[Do this]:
Rewrite the lines below as a numbered list, leaving out any blank lines.

-- Begin --

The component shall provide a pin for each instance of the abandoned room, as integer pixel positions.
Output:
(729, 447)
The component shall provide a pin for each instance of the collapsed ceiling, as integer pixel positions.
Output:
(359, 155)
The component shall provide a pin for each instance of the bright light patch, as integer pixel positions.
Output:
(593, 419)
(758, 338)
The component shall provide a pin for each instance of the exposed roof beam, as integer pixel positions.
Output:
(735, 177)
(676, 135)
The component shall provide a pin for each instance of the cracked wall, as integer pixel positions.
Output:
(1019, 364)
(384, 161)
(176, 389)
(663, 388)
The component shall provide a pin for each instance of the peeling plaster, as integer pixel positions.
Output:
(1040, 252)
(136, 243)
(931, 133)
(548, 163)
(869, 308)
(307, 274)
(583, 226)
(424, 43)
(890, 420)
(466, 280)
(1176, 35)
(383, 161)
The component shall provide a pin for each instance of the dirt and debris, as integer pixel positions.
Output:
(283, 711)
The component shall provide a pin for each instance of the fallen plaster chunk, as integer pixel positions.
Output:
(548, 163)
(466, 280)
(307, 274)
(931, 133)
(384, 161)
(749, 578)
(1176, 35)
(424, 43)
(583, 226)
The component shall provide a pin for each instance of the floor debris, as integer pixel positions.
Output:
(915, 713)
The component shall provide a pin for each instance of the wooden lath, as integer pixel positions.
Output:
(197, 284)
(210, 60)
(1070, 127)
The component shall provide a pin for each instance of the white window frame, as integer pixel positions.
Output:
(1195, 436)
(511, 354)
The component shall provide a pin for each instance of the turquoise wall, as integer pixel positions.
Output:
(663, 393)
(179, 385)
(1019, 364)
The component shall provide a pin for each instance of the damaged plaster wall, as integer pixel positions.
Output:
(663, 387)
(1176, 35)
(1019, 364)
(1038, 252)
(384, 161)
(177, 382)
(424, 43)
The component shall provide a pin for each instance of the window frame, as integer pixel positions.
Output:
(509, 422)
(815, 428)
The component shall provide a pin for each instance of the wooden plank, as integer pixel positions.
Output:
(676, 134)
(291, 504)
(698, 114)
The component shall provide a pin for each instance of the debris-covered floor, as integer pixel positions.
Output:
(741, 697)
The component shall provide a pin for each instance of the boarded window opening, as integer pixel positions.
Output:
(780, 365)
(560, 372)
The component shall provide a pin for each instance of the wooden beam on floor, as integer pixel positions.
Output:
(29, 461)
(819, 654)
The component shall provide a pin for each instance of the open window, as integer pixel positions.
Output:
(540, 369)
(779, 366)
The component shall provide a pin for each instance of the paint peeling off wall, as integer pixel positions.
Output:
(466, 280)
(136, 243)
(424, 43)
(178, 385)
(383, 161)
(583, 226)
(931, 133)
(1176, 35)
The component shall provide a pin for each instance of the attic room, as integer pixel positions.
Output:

-- End --

[Response to the exercise]:
1. The component shall provide a pin for each instance of the abandoned room, as integer pixel positions.
2. Output:
3. (729, 447)
4. The component shall provide a pin for each instance of the collapsed ceiling, as integer pixel positions.
5. Output:
6. (359, 155)
7. The component shall provide a pin for each instance of the bright light patch, as integer pixel positions.
8. Output:
9. (593, 419)
10. (758, 338)
11. The component shall provide a pin for each instance of the exposed roof beam, as integer pixel positions.
12. Output:
13. (735, 177)
14. (676, 135)
15. The component shall provide a pin for each instance of the cracked wall, as integer pixel positions.
16. Output:
17. (1019, 364)
18. (384, 161)
19. (176, 389)
20. (663, 388)
21. The component shall provide a pin for each instance of the peeling plaster, as integer pixel positions.
22. Output:
23. (1040, 252)
24. (136, 243)
25. (931, 133)
26. (548, 163)
27. (869, 308)
28. (307, 274)
29. (583, 226)
30. (424, 43)
31. (890, 420)
32. (466, 280)
33. (1176, 35)
34. (383, 161)
35. The component shall provide a pin for each instance of the dirt and debris, as integer pixel positions.
36. Output:
37. (283, 711)
38. The component shall provide a pin for each instance of the fallen plaster chunk, as integer pixel positions.
39. Output:
40. (548, 163)
41. (466, 280)
42. (307, 274)
43. (931, 133)
44. (384, 161)
45. (749, 578)
46. (1176, 35)
47. (424, 43)
48. (583, 226)
49. The component shall provide a pin for each instance of the floor debris, as integer pixel positions.
50. Output:
51. (915, 713)
52. The component shall provide a pin for each instance of the wooden lath, as integer pixel positions.
53. Output:
54. (197, 284)
55. (210, 60)
56. (1070, 127)
57. The component shall provide a pin for each instance of the white window frame, as integer pixel positions.
58. Output:
59. (1195, 436)
60. (511, 354)
61. The component shall provide a pin for each instance of the turquoise wall, as integer pixel positions.
62. Output:
63. (663, 393)
64. (179, 385)
65. (1019, 364)
66. The component shall provide a pin for each instance of the damaged plaster wall, as integer pixel positions.
67. Output:
68. (663, 387)
69. (1176, 35)
70. (1019, 364)
71. (1038, 252)
72. (384, 161)
73. (177, 382)
74. (424, 43)
75. The component shall provide a pin for each instance of the window frame, as integer pixel positions.
76. Output:
77. (509, 422)
78. (815, 428)
79. The component shall provide a pin for each instance of the wooden plank, as integer pixel positions.
80. Output:
81. (676, 134)
82. (291, 504)
83. (698, 114)
84. The component shall provide a pin for each instance of the debris-covered floor, as integer pixel positions.
85. Output:
86. (741, 697)
87. The component shall provide a pin for each instance of the boarded window opening, as integer pixel positions.
88. Output:
89. (780, 365)
90. (560, 372)
91. The component shall provide a pin for each instance of the wooden beam on floor, as integer pixel positions.
92. Output:
93. (29, 461)
94. (819, 654)
95. The component shall provide a pin for each instance of the open window, as integer pixel positions.
96. Output:
97. (540, 369)
98. (779, 366)
99. The component shall provide a pin for each instance of the paint peeling off wall, as integer pixel positions.
100. Output:
101. (466, 280)
102. (136, 243)
103. (424, 43)
104. (178, 385)
105. (383, 161)
106. (583, 226)
107. (931, 133)
108. (1176, 35)
109. The component shall provide a pin for each instance of the attic room, as integer pixel positions.
110. Output:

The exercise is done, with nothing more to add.